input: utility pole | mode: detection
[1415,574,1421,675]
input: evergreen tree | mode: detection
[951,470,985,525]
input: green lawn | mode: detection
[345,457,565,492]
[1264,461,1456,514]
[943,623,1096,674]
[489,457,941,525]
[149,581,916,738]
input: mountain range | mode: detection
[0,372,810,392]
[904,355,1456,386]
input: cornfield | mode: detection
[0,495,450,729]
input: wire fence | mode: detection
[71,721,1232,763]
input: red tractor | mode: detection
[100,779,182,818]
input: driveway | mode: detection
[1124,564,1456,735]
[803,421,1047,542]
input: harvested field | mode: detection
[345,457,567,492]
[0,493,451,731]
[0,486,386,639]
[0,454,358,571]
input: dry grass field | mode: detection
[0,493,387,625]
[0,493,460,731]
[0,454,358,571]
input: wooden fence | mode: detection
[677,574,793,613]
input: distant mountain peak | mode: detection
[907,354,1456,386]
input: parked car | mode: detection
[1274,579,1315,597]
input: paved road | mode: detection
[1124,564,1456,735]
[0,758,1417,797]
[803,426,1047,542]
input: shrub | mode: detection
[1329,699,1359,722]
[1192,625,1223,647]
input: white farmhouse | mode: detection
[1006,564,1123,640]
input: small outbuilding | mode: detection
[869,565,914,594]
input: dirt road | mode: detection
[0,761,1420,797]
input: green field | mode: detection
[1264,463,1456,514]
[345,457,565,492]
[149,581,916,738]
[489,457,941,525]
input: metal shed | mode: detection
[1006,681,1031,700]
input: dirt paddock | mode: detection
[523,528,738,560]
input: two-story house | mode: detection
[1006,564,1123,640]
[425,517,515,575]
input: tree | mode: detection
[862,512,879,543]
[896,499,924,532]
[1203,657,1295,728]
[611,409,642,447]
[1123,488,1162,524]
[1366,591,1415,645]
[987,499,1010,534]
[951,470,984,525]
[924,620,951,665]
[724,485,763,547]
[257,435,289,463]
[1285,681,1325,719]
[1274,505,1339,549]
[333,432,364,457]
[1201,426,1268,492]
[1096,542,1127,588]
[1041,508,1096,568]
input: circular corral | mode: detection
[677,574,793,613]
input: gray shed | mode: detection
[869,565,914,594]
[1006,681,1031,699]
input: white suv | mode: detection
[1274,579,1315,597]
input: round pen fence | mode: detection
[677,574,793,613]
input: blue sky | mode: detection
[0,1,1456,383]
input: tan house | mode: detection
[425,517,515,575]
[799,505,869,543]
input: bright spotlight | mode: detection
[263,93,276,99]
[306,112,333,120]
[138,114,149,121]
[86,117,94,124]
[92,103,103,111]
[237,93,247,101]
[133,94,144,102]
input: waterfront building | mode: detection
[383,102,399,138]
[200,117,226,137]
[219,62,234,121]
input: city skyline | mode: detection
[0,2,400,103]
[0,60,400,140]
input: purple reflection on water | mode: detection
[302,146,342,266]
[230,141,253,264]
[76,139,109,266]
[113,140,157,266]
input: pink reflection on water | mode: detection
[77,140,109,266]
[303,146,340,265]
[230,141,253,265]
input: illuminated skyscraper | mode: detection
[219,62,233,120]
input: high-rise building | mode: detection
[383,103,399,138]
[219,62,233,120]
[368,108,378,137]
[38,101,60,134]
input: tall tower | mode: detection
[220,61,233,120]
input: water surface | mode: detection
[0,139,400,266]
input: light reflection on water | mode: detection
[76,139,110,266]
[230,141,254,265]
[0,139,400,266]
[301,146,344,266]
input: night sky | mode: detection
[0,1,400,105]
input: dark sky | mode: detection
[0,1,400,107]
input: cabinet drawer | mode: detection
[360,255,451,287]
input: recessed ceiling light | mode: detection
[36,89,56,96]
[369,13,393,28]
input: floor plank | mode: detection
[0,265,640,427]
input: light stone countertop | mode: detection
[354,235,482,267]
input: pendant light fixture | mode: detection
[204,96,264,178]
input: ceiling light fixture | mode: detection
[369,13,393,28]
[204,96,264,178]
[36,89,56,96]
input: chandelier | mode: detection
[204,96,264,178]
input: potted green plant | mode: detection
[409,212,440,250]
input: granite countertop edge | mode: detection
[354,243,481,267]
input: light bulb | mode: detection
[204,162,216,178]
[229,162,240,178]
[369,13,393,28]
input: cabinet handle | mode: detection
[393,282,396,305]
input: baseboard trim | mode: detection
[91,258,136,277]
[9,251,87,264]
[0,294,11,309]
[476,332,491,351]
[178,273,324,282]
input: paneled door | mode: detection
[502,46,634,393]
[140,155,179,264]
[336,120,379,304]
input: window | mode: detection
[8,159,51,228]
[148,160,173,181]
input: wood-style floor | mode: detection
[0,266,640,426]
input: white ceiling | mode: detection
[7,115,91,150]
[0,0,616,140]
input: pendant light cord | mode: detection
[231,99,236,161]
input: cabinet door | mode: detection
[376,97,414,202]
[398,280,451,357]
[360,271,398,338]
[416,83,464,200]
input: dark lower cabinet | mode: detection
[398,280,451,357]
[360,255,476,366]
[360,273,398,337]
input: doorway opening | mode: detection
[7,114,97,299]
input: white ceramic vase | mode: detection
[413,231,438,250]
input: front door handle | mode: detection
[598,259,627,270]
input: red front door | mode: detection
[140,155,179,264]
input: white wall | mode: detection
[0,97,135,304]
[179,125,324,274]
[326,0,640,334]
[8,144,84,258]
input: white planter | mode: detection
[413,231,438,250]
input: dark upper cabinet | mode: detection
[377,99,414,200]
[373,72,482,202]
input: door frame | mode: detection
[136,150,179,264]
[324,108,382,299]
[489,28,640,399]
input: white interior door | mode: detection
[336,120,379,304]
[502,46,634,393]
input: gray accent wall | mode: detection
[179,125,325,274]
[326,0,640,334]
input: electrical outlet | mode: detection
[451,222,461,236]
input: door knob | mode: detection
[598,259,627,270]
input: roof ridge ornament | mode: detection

▬▬▬▬▬▬▬▬▬▬

◆ The exercise
Write out all the items again, from the line with "input: white ceiling | mode: detection" to the last line of the items, requests included, and add -52 to every bounding-box coordinate in the answers.

◆ Result of the task
input: white ceiling | mode: detection
[-45,63,39,98]
[-52,-52,564,88]
input: pendant light cord | mode: detection
[179,47,184,109]
input: cabinet door | mode: detection
[324,45,362,150]
[346,228,399,305]
[308,219,346,286]
[364,31,412,148]
input: dark lower cabinet | mode: detection
[346,228,399,305]
[308,203,424,314]
[308,221,346,285]
input: doorway opening | mode: detection
[-45,62,45,247]
input: white ceramic vase | mode: detection
[361,179,386,198]
input: front door handle | mode: detection
[546,207,575,218]
input: red front door | mode: detection
[88,103,127,212]
input: white wall | mode: detection
[-52,45,83,252]
[127,73,272,222]
[274,-52,588,282]
[-44,92,32,206]
input: white planter | mode: detection
[361,179,386,198]
input: dark upper cabinet | mode: detection
[325,47,362,148]
[321,20,430,150]
input: door frame | mode: detection
[84,98,127,212]
[272,56,330,247]
[437,-24,588,347]
input: white interior door | mode: detection
[284,68,327,252]
[450,-6,582,341]
input: gray accent wall | mode: detection
[127,73,273,222]
[274,-52,588,282]
input: electrical outlet | mode: detection
[399,170,409,184]
input: door knob | mode: detection
[546,207,575,218]
input: roof ridge ornament | mode: detection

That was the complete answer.